Leave out every picture, then transcribe the rest of the listing exactly.

Saved entries
※
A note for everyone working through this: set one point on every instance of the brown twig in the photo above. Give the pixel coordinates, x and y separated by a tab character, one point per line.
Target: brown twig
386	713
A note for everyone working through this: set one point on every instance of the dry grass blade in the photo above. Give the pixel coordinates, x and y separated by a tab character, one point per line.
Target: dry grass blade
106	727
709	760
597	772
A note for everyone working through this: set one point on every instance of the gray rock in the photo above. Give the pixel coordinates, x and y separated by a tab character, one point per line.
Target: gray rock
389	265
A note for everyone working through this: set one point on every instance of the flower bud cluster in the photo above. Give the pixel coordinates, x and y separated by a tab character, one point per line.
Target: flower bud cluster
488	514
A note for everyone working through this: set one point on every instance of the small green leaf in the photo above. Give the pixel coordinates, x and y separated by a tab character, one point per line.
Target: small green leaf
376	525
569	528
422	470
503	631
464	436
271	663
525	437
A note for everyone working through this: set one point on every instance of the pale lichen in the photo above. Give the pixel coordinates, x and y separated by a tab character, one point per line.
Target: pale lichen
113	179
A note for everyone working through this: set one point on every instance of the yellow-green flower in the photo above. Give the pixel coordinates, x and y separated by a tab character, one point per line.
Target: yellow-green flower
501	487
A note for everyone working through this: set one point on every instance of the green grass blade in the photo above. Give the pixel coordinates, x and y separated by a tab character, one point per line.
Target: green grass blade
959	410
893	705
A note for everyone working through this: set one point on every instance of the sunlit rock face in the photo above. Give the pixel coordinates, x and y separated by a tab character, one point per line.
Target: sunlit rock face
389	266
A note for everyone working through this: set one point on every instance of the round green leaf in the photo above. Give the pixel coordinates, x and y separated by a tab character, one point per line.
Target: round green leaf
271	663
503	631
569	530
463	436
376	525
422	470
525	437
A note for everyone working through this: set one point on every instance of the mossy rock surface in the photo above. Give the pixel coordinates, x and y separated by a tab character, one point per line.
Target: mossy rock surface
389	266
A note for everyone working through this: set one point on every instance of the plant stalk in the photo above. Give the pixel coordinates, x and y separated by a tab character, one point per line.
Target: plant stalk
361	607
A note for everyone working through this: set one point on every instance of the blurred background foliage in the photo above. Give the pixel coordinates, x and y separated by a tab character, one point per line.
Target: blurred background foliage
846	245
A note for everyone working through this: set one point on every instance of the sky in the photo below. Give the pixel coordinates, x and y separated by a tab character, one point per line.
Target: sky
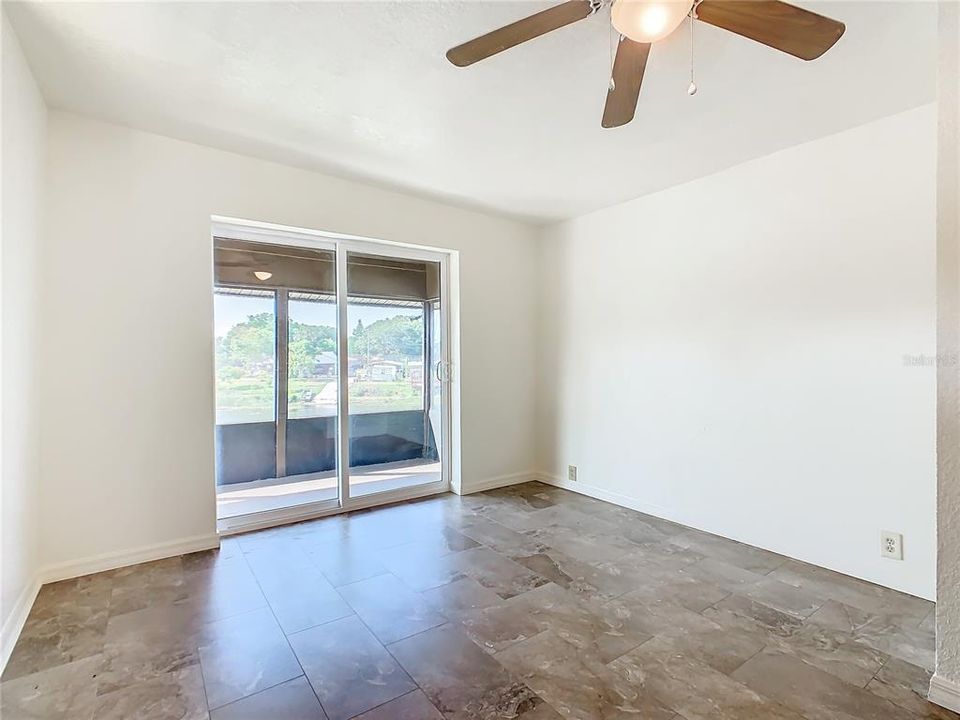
229	310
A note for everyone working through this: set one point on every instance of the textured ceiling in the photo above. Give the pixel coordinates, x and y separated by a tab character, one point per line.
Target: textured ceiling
362	90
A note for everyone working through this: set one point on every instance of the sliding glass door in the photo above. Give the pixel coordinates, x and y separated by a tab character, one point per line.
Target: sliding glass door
331	373
389	311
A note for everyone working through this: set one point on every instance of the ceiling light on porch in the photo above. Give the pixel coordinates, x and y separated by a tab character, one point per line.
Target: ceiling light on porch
647	21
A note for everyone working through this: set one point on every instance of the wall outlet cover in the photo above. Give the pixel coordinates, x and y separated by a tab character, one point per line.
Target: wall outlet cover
891	545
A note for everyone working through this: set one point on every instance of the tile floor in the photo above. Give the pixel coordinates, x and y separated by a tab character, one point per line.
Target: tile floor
528	602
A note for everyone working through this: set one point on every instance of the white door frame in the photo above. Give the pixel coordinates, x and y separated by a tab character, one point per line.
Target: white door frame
449	321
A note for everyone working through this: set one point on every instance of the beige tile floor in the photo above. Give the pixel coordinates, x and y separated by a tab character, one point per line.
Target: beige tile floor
528	602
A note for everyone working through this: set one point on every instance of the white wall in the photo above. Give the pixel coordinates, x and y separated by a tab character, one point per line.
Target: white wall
128	317
729	353
945	687
23	130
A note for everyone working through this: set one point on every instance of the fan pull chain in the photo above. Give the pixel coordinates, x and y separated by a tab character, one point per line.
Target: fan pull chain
692	88
612	85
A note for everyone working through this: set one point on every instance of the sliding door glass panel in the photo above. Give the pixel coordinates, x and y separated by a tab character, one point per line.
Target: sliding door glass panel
392	444
312	382
245	341
435	397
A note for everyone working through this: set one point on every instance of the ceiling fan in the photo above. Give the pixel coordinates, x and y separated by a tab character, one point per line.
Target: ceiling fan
640	23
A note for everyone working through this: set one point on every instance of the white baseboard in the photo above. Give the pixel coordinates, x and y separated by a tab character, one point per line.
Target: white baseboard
14	622
498	481
945	693
123	558
601	494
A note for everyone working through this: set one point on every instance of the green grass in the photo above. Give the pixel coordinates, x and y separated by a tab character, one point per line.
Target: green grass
250	399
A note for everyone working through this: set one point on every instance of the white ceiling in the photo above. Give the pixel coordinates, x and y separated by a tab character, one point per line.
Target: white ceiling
362	90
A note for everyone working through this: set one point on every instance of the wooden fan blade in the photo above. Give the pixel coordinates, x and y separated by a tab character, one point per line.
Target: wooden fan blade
628	69
793	30
519	32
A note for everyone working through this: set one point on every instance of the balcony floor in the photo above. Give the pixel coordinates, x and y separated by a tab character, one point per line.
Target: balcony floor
262	495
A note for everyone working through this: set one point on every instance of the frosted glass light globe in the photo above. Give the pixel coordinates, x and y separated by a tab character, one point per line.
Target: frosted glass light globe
648	20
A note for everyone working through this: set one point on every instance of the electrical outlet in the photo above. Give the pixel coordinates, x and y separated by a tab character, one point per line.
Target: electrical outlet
891	545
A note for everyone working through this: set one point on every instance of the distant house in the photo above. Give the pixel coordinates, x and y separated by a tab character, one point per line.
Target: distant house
384	370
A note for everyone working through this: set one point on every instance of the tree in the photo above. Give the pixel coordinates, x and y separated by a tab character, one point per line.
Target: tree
247	346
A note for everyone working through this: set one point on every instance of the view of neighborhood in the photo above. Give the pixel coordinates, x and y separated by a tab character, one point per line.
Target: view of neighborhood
385	350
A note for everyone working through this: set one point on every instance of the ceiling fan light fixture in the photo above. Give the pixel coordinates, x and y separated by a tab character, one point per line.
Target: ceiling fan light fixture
647	21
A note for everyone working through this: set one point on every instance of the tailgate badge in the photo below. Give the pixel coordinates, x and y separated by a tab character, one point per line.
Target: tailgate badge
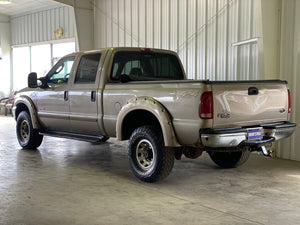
224	115
282	110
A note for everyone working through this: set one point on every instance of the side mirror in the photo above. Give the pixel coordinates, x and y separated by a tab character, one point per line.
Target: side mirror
32	80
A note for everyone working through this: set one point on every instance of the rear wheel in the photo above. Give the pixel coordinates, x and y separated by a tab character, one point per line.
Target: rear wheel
149	160
28	137
229	159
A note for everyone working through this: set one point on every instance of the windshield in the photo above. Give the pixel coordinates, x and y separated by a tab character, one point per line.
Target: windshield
145	66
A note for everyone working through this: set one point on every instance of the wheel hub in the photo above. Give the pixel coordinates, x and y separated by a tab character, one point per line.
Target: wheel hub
24	130
145	155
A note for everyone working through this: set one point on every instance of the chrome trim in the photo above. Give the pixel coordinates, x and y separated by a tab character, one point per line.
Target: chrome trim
235	139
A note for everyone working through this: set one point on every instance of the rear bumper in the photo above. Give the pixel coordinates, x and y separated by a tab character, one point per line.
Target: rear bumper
234	137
※
THE RESPONSE -
A note for everyone working through this: set one point on every instance of the brown twig in the photo above. Give the pixel coordinates, x and y separated by a tab character, one point per line.
Target: brown twig
386	713
A note for everyone working through this: set one point on every instance of the dry grass blade in the photo above. Give the pixel coordinates, x and y separated by a tab character, one point per line.
Target: dry grass blade
106	727
709	760
597	772
A note for everyone working through this: set one point on every instance of the gray rock in the photo above. Give the pixel coordinates, x and y separated by a tab character, one point per line.
Target: gray rock
389	265
A note for everyone working through this: set one point on every instance of the flower bud cluster in the photo above. Give the pixel coordinates, x and y separated by a tab character, one point per line.
Target: flower bud cluster
488	514
A note for everyone working through this: set one point on every instance of the small green leaf in the photo above. Give the pixel coordinates, x and y separated by a tab character, one point per line.
Target: small green leaf
376	525
569	528
422	470
503	631
464	436
271	663
525	437
A note for everyone working through this: set one point on every instance of the pale lichen in the photo above. Give the pixel coordinates, x and y separated by a tab character, one point per line.
Target: pale lichen
113	179
A note for everyone working through this: set one point on every instance of the yellow-green flower in the photo above. Give the pixel coordinates, x and y separated by a tab character, one point per line.
Target: yellow-green flower
501	487
A note for everyone working through this: set one point on every instance of the green grass blade in the photo above. Give the pixel coordinates, x and y separated by a tab character, one point per line.
Target: green grass blade
959	410
893	705
A note for everyone working through this: set one point on every instance of the sunlit rock face in the photo above. Give the pixel coordinates, x and y separated by a tab character, one point per line.
Target: sunlit rock face
389	266
A note for everyone working through this: set one point on every instance of the round green leaf in the photo above. Give the pixel coordinates, x and y separated by a tab character, one point per line.
Target: round green leaf
271	663
503	631
569	530
463	436
376	525
422	470
525	437
A note for everyone working through this: set one point on every instance of the mossy rock surface in the photo above. Give the pixel coordinates, x and y separated by a tab character, one point per line.
Target: mossy rock surface
389	266
A note for everyone working through this: set one point on every instance of the plant stalk in the photo above. Give the pixel coordinates, x and y separated by a tab character, one point per line.
Target: plant stalk
361	607
A note for everyone working through this: set one point on every instance of the blurred background foliage in the photo above. Give the pixel coordinates, x and y separated by a tab character, one point per line.
Target: blurred background foliage
846	245
A note for everyone working through this: set one point on every instance of the sky in the photo below. Give the pixel coordinates, x and y separated by a tab character, one point per line.
Target: sky
229	310
A note for everyone working through this: set one point on every instance of the textured ceiling in the photo above. Give the pixel coordinates, x and y separated by a tab character, one point per line.
Target: textured ceiling
362	90
A note for everyone working through this: set one point on every instance of the sliding glass door in the photo above. Give the pixel coordinates, x and y separated by a tab character, one point per line.
Target: sliding glass door
331	373
389	311
A note for everyone working through this: set one point on every instance of the ceiling light on porch in the photo above. Give the pixel coordinates, x and y separated by a tab character, one point per line.
Target: ceiling light on porch
647	21
A note for everyone working through this: set one point on every instance of the wall outlet cover in the photo above. Give the pixel coordinates, x and y separated by a tab character, one point per line.
Target: wall outlet cover
891	545
A note for everyone working through this: set one point on every instance of the tile floor in the photo above. Give the pixel coordinates, x and y separated by a tab character, one point per line.
Target: tile floor
528	602
A note for everyone working through this: set one point on every instance of the white door frame in the photo above. Give the pixel coordinates, x and y separated by a tab character, one point per line.
Target: white door frame
449	321
A note for everyone working through this: set one point on every instance of the beige tile floor in the photo above. Give the pixel coordinates, x and y separated by a tab character, one point per line.
Target: beige tile floor
528	602
A note for everyone working through this: set one point on every instance of the white wall in the photo above. Give the pixel coordinates, x and y separated by a tab character, one point per line.
Target: white wall
128	317
729	353
945	687
23	130
A note for everyone working through this: set one point on every instance of the fan pull chain in the photo above. Give the pixel coordinates, x and y separated by a tab character, one point per line.
Target: fan pull chain
692	88
612	85
A note for everyone working through this: set one point on every instance of the sliding door glass panel in the photo above. Give the pixel coordinates, x and y separated by a tab character, one point per line.
Target: sliding door glass panel
392	444
312	382
245	341
435	397
A note for everyone working through this: set one point on every instance of the ceiling fan in the photo above. Give the pixel coordinates, x and y separated by a tab character, one point per line.
Target: ceiling fan
640	23
A note for everyone working through this: set one point on every instance of the white baseboard in the photo above. Give the pixel coordinates, x and y separated by a tab character, one point per line.
Target: white baseboard
14	622
498	481
945	693
123	558
601	494
A note for everyone working through this: set one point on every instance of the green grass in the photo above. Give the pixel coordinates, x and y separated by a tab character, one point per line.
Target: green grass
250	399
A note for everyone working through this: set one point on every instance of the white ceiling in the photo above. Give the pixel coordinates, x and y separated by a tab character, one point per line.
Target: white ceiling
362	90
A note for everyone working through this: set one point on every instance of the wooden fan blade in the photo above. Give the pixel coordinates, x and y separated by a tab character, one point per line.
Target: wooden fan blade
628	69
793	30
519	32
A note for everyone working through this: set one point on every instance of the balcony floor in the photo above. Give the pixel coordinates, x and y separated by a tab character, one point per line.
Target: balcony floor
262	495
A note for everyone working through this: set one point on every instance of the frosted glass light globe in the photo above. Give the pixel coordinates, x and y separated by a tab character, one point per line.
Target: frosted glass light globe
648	20
A note for everyone working through this: set one point on every instance of the electrical outlet in the photo above. Give the pixel coordinates, x and y separated by a tab character, one point per line.
Target: electrical outlet
891	545
A note for everyone working through this: set one point on every instance of the distant house in the photo above. Give the pixel coordinates, x and y separated by a tab character, one point per line.
Target: distant house
384	370
A note for everyone working through this: set one point on every instance of the tree in the photo above. Give the pixel coordinates, x and y separated by a tab character, one point per line.
Target: tree
247	346
A note for everyone working through this: set one point on every instance of the view of neighborhood in the photo above. Give the pixel coordinates, x and y separated by a tab character, one point per line.
Target: view of neighborhood
385	350
A note for everyone working through this: set one point on every instance of the ceiling fan light fixture in the photo above. Give the pixel coordinates, x and y separated by a tab character, one point per line.
Target: ceiling fan light fixture
647	21
A note for everyone working through this: set one point on every instance of the tailgate badge in the photo below. Give the pixel coordinates, x and y separated by a tab character, one point per line.
Target: tailgate badge
224	115
282	110
A note for everyone working through this: set one point on every instance of the side mirror in the photo above. Give the pixel coordinates, x and y separated by a tab character, one point per line.
Target: side mirror
32	80
A note for everyone working through this: set one point on every instance of the rear wheel in the photo above. Give the pixel coordinates, x and y separated by a tab character, one point per line.
Target: rear wheel
149	160
28	137
229	159
A note for everyone working through this: set one point on every instance of the windshield in the photo above. Give the pixel coordinates, x and y separated by a tab character, one point per line.
Target: windshield
145	66
A note for everyone working through this: set one point on every instance of the wheel hub in the photo above. Give the pixel coordinates, x and y separated by a tab character, one point per line.
Target: wheel hub
24	130
145	155
A note for everyone working through this: set one point on every instance of the chrome trim in the photo above. Give the pixel coordinates, x and y separated by a tab character, one point per line.
Target: chrome trim
235	139
A note for everyone working through this: set one point on every instance of the rear bumper in the photo above. Give the pixel coordinates, x and y separated by a tab character, one point per line.
Target: rear bumper
234	137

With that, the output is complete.